Count how many lines in the rows below contain the string "jacket" and reply with that number alone.

-- Start Records for processing --

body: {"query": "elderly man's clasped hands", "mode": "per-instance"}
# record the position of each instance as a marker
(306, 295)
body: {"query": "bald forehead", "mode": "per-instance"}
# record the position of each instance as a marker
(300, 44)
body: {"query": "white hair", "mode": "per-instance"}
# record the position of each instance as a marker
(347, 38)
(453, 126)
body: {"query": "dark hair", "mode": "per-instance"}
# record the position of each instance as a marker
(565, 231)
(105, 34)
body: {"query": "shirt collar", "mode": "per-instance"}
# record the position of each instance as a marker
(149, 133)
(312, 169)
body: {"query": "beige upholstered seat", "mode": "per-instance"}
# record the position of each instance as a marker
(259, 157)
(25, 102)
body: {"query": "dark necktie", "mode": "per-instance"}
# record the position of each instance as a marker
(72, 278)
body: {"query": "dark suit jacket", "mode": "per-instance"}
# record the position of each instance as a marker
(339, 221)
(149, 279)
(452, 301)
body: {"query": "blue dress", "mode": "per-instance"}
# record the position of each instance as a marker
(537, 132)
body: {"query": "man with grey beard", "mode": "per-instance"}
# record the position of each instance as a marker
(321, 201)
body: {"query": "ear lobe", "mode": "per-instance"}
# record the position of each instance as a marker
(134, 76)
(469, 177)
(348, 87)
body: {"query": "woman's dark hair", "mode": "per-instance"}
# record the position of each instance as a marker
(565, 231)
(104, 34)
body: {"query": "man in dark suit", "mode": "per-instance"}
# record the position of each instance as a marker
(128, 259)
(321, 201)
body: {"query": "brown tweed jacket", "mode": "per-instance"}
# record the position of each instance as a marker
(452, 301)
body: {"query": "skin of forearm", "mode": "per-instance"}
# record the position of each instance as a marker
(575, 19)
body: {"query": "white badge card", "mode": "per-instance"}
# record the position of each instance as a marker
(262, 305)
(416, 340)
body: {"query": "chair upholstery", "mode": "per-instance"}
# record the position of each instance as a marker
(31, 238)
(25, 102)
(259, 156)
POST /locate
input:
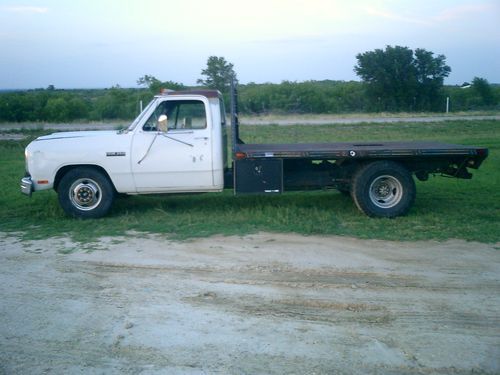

-- End Records for processing --

Result of the exercise: 2